Position annotation records
┌────────
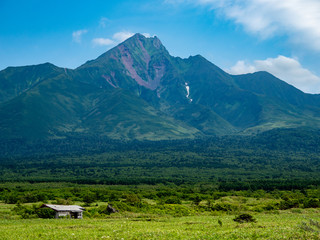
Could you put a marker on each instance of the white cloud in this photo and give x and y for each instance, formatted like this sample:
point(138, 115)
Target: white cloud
point(102, 41)
point(103, 22)
point(147, 35)
point(287, 69)
point(298, 19)
point(76, 35)
point(116, 38)
point(122, 36)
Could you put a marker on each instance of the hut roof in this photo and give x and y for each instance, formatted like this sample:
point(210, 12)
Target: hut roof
point(64, 208)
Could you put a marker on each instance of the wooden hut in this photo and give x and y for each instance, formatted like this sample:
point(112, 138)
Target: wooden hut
point(71, 211)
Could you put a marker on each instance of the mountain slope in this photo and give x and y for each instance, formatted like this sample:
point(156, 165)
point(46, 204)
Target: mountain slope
point(137, 90)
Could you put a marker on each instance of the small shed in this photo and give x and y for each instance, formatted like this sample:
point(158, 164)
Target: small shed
point(71, 211)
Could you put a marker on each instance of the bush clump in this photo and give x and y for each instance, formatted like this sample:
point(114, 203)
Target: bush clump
point(243, 218)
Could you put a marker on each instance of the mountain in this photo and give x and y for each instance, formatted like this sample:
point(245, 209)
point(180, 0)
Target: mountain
point(137, 90)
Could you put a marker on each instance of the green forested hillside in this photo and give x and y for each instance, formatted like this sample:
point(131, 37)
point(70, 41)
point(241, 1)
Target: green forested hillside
point(137, 90)
point(282, 158)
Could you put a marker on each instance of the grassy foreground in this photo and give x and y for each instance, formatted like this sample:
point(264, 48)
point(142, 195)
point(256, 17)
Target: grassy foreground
point(278, 225)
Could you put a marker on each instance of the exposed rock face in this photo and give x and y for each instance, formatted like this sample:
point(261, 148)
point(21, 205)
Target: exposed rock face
point(146, 73)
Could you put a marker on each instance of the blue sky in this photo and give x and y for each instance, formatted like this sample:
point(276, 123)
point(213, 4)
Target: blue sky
point(240, 36)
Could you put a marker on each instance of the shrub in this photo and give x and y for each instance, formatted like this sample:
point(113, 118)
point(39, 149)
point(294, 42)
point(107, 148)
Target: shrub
point(245, 217)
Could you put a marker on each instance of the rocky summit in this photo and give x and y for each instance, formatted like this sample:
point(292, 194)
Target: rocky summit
point(137, 90)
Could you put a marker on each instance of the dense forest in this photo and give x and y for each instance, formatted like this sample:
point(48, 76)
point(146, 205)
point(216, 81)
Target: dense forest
point(278, 159)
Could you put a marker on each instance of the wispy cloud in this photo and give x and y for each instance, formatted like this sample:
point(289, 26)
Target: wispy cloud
point(122, 36)
point(103, 22)
point(102, 41)
point(76, 35)
point(287, 69)
point(116, 38)
point(298, 19)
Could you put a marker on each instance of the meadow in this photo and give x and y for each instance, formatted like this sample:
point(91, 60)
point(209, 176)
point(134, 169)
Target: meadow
point(159, 212)
point(286, 224)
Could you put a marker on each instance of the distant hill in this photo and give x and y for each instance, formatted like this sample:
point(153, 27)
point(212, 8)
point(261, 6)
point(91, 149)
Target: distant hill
point(137, 90)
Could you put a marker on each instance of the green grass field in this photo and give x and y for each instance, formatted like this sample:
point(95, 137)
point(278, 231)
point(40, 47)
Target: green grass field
point(273, 225)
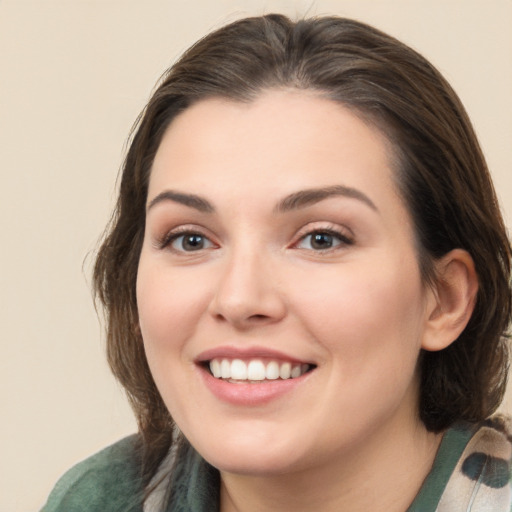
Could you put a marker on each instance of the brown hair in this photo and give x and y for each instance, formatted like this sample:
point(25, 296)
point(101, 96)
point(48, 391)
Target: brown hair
point(440, 171)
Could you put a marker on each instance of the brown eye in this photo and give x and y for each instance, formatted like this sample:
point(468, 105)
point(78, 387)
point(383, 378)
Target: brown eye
point(323, 240)
point(189, 242)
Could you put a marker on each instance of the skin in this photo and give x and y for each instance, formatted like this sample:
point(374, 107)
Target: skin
point(349, 436)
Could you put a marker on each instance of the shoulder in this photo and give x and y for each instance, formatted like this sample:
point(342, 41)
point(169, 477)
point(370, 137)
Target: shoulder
point(481, 476)
point(109, 480)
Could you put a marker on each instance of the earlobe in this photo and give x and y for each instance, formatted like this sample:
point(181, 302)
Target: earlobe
point(452, 300)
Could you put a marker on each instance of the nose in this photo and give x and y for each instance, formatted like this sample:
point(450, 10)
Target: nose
point(248, 291)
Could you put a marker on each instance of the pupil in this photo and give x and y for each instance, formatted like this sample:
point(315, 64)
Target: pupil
point(193, 242)
point(322, 241)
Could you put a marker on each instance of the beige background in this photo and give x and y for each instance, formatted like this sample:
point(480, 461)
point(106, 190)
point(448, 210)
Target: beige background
point(73, 76)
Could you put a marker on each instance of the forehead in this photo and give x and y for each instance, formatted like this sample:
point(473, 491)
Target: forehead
point(281, 141)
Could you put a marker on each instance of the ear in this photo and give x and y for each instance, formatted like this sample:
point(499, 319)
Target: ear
point(451, 301)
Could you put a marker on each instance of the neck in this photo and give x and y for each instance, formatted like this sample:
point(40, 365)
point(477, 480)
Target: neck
point(383, 473)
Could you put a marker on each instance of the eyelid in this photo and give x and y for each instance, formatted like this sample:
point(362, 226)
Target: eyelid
point(165, 240)
point(344, 234)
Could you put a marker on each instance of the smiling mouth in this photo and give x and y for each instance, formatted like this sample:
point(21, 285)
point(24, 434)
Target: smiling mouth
point(255, 371)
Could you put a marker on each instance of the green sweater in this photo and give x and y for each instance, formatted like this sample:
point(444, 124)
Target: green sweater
point(471, 472)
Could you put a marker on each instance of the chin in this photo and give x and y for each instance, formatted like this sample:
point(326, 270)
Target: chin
point(256, 458)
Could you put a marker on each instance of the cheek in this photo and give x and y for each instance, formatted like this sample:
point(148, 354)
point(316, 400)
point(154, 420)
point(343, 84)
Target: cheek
point(363, 316)
point(169, 305)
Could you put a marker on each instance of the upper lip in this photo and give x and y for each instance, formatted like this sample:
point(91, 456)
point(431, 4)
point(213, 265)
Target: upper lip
point(255, 352)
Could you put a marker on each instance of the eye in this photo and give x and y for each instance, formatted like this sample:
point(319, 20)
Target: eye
point(323, 240)
point(189, 242)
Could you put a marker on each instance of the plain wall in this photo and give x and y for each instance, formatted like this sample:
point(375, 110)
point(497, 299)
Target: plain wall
point(73, 76)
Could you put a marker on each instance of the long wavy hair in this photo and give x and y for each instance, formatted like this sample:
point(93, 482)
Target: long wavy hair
point(439, 169)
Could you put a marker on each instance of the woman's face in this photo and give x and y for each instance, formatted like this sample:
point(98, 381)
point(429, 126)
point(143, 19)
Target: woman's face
point(279, 256)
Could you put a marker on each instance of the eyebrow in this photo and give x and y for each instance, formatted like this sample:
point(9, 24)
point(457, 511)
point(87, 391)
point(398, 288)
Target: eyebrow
point(294, 201)
point(191, 200)
point(304, 198)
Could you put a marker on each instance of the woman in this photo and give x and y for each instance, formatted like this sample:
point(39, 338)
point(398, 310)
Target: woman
point(306, 285)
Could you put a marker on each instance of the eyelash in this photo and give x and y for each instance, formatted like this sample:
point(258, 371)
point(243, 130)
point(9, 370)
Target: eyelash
point(343, 238)
point(166, 241)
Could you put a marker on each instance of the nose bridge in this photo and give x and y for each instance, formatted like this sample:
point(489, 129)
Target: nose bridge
point(247, 287)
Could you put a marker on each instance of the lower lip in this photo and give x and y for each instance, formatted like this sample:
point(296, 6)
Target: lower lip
point(250, 393)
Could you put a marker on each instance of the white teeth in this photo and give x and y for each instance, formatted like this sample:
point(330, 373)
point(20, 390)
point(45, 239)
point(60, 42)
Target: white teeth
point(255, 370)
point(238, 370)
point(272, 370)
point(285, 370)
point(225, 369)
point(296, 371)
└────────
▶ [Exercise] Print the records above line for line, leaving out the pictures.

▶ [Response to the task]
Could you put a marker on each instance of the white cloud in this photo and give x and y for each instance, formatted like this sample:
point(138, 115)
Target: white cloud
point(102, 41)
point(103, 22)
point(147, 35)
point(287, 69)
point(298, 19)
point(76, 35)
point(116, 38)
point(122, 36)
Could you put a marker on each instance of the hut roof in this photo and give x and y for each instance, formatted like this sample:
point(210, 12)
Target: hut roof
point(64, 208)
Could you put a marker on each instance of the wooden hut in this photo and give x and y for each instance, formatted like this sample:
point(112, 138)
Target: wooden hut
point(71, 211)
Could you put a marker on each instance of the mountain slope in this photo and give x and y for each instance, formatted like this sample:
point(156, 165)
point(46, 204)
Target: mountain slope
point(137, 90)
Could you put a marker on each instance of the small shed in this photo and give x and y for each instance, formatted like this sample:
point(158, 164)
Target: small shed
point(71, 211)
Could you put a marker on each instance of the bush clump in this photo and give x and y for each instance, formatted like this sample:
point(114, 203)
Target: bush clump
point(243, 218)
Could you put a marker on each instance of the mountain in this photo and give x and y for each instance, formatted like this sample:
point(245, 209)
point(180, 0)
Target: mountain
point(137, 90)
Could you put a marker on each instance of the green forested hillside in this photo and give x and y for each instance, formatted like this sample:
point(131, 37)
point(70, 41)
point(241, 1)
Target: green forested hillside
point(137, 90)
point(282, 158)
Could you put a marker on each instance of the grassy foreground in this photo and give x and y for each instance, formatted like this sample:
point(264, 48)
point(142, 195)
point(256, 17)
Target: grassy foreground
point(278, 225)
Could you put a marker on each instance of the exposed rock face in this photo and give x and y for each instance, formatted like this sample:
point(261, 148)
point(21, 205)
Target: exposed rock face
point(146, 73)
Could you put a marker on each instance of the blue sky in this photo and give x and y for each instance, formatted like this sample:
point(276, 123)
point(213, 4)
Target: blue sky
point(240, 36)
Could you put a marker on each instance of the shrub in this photo and give x and y for each instance, formatted like this sample:
point(113, 118)
point(39, 149)
point(294, 42)
point(107, 148)
Target: shrub
point(245, 217)
Could you put a marker on each instance of the rocky summit in this photo and give x and y for each instance, formatted like this sample:
point(292, 194)
Target: rocky summit
point(137, 90)
Could you put a marker on each instance of the dense forest in this photo and give x and y for each instance, formatted like this sample:
point(48, 76)
point(146, 205)
point(216, 81)
Target: dense forest
point(278, 159)
Could you put a marker on each instance of the wispy cloud in this photo and give x and y for each instance, formatted like this sample:
point(289, 26)
Target: wispy cloud
point(122, 36)
point(103, 22)
point(102, 41)
point(76, 35)
point(287, 69)
point(116, 38)
point(298, 19)
Could you put a marker on each instance of the meadow in this photo and give x and y for each instance, formatted like this sample:
point(91, 60)
point(209, 176)
point(134, 169)
Target: meadow
point(159, 212)
point(286, 224)
Could you put a marker on each instance of the distant hill in this photo and give x and y for each instance, formatted like this sample:
point(153, 27)
point(212, 8)
point(261, 6)
point(91, 149)
Target: distant hill
point(137, 90)
Could you put a marker on each instance of the green grass field in this photo and give x and y for each instance, formatted like this sample:
point(95, 137)
point(278, 231)
point(40, 47)
Target: green grass field
point(273, 225)
Could you put a marker on each instance of the brown hair in this photo and give x and y for each instance, formatted like this sample:
point(25, 296)
point(101, 96)
point(48, 391)
Target: brown hair
point(440, 171)
Could you put a marker on each instance of the brown eye in this photo and give x and y for each instance, formatted like this sample:
point(468, 105)
point(78, 387)
point(383, 378)
Target: brown eye
point(323, 240)
point(189, 242)
Could you put a marker on each instance of the skin in this photo and give x and y for each instance, formatted like this sample:
point(374, 107)
Target: skin
point(349, 436)
Could you put a marker on each instance of the shoulder in this photo and give x and y for each instance, formatted like this sample:
point(342, 41)
point(169, 477)
point(370, 137)
Target: shoulder
point(481, 476)
point(109, 480)
Could you put a marker on each instance of the earlobe in this photo and give x and y for each instance, formatted like this sample:
point(181, 302)
Target: earlobe
point(452, 300)
Could you put a marker on each instance of the nose in this photo and give x and y for each instance, formatted like this sample:
point(450, 10)
Target: nose
point(248, 291)
Could you put a marker on each instance of the pupil in this photo and give x and y for each instance, formatted like this sample:
point(315, 64)
Target: pupil
point(193, 242)
point(322, 241)
Could you put a marker on each instance of the beige background in this photo and give x and y for each instance, formatted like this sample:
point(480, 461)
point(106, 190)
point(448, 210)
Target: beige background
point(73, 76)
Could you put a marker on each instance of the forehead in this photo and give x and y for each instance, formatted like this sample:
point(473, 491)
Target: forehead
point(281, 141)
Could you put a marker on each instance of the ear in this photo and give x and y for each instance, formatted like this sample:
point(499, 319)
Target: ear
point(451, 301)
Could you put a marker on each instance of the neck in this photo and give x and y for each instance, formatted like this sample:
point(40, 365)
point(477, 480)
Target: neck
point(383, 473)
Could you put a marker on each instance of the eyelid in this photo and give x and y for each instance, formatted like this sample:
point(362, 226)
Target: eyelid
point(165, 240)
point(344, 234)
Could you put a marker on each instance of the smiling mouth in this photo and give x and y for each instance, formatted like this sample:
point(21, 285)
point(24, 434)
Target: smiling mouth
point(255, 371)
Could you put a marker on each instance of the green sweater in this photo and give x and y for each instance, formatted like this sample:
point(444, 124)
Target: green sweater
point(471, 472)
Could you put a marker on each instance of the chin in this photo and give x and y for each instance, formatted like this sample:
point(326, 270)
Target: chin
point(256, 458)
Could you put a marker on each instance of the cheek in this photo and give x and y for each instance, formatted like this sample:
point(148, 354)
point(316, 400)
point(154, 420)
point(343, 84)
Target: cheek
point(363, 316)
point(169, 305)
Could you put a marker on each instance of the upper lip in this photo and give x and y for each instance, formatted like this sample:
point(91, 456)
point(431, 4)
point(213, 265)
Target: upper lip
point(255, 352)
Could you put a marker on each instance of the eye in this photo and give x and y for each instance, formatted like this sample:
point(319, 20)
Target: eye
point(323, 240)
point(189, 242)
Could you put a marker on each instance of the plain wall in this photo and give x and y for each instance, formatted like this sample:
point(375, 110)
point(497, 299)
Target: plain wall
point(73, 76)
Could you put a marker on each instance of the long wavy hair in this photo and give x and y for each instance, formatted like this sample:
point(93, 482)
Target: long wavy hair
point(439, 169)
Could you put a marker on each instance of the woman's face in this photo and give x and y for each instance, formatted like this sample:
point(98, 381)
point(429, 126)
point(143, 19)
Target: woman's face
point(279, 256)
Could you put a marker on each instance of the eyebrow in this photo and give x and y for each instance, formatted like this sample:
point(9, 24)
point(457, 511)
point(87, 391)
point(398, 288)
Target: eyebrow
point(294, 201)
point(191, 200)
point(304, 198)
Could you put a marker on each instance of the woman in this photo and give x and y for each instance, formatted like this sample:
point(39, 338)
point(398, 310)
Target: woman
point(306, 285)
Could you put a marker on each instance of the eyelash in this photo and give x and y for each instance, formatted like this sample:
point(258, 371)
point(243, 130)
point(9, 370)
Target: eyelash
point(343, 238)
point(166, 241)
Could you put a marker on each instance of the nose bridge in this photo and give x and y for each instance, formatted like this sample:
point(489, 129)
Target: nose bridge
point(247, 287)
Could you put a marker on each instance of the lower lip in this photo and give x and y for each instance, formatted like this sample:
point(296, 6)
Target: lower lip
point(250, 393)
Could you put a marker on each instance of the white teeth in this photo and give x and y for each instance, formatted like this sample:
point(330, 373)
point(20, 390)
point(45, 239)
point(60, 42)
Target: white teeth
point(255, 370)
point(238, 370)
point(272, 370)
point(285, 370)
point(225, 369)
point(296, 371)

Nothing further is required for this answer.